*TASK ITEM*
From the listing below, return every line with the string "trousers" in it.
=====
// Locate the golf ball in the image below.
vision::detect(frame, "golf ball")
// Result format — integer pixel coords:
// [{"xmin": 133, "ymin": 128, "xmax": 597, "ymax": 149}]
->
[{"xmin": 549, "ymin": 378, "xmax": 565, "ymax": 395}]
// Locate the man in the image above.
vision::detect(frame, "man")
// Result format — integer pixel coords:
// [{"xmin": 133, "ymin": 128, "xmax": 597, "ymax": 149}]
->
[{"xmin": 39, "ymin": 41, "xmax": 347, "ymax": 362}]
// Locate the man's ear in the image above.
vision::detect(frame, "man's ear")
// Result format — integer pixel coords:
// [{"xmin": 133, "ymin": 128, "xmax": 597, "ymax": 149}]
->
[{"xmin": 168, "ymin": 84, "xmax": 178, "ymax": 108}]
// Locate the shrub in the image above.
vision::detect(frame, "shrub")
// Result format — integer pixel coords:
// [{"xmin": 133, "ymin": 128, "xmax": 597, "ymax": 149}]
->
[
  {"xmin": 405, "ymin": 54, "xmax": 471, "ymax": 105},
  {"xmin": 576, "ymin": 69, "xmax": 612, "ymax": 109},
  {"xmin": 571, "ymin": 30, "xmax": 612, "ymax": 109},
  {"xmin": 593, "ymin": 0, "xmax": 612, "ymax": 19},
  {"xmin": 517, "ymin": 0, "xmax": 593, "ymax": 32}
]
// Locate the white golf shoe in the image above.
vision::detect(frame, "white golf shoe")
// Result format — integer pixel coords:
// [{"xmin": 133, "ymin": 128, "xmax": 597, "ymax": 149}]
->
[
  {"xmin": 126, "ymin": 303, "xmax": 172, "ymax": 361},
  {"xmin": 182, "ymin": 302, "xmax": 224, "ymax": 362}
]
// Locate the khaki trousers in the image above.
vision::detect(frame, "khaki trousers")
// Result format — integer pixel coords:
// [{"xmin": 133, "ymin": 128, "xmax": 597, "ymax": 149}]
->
=====
*SOLVED PROBLEM*
// Locate the khaki trousers in the image above.
vision::detect(frame, "khaki trousers")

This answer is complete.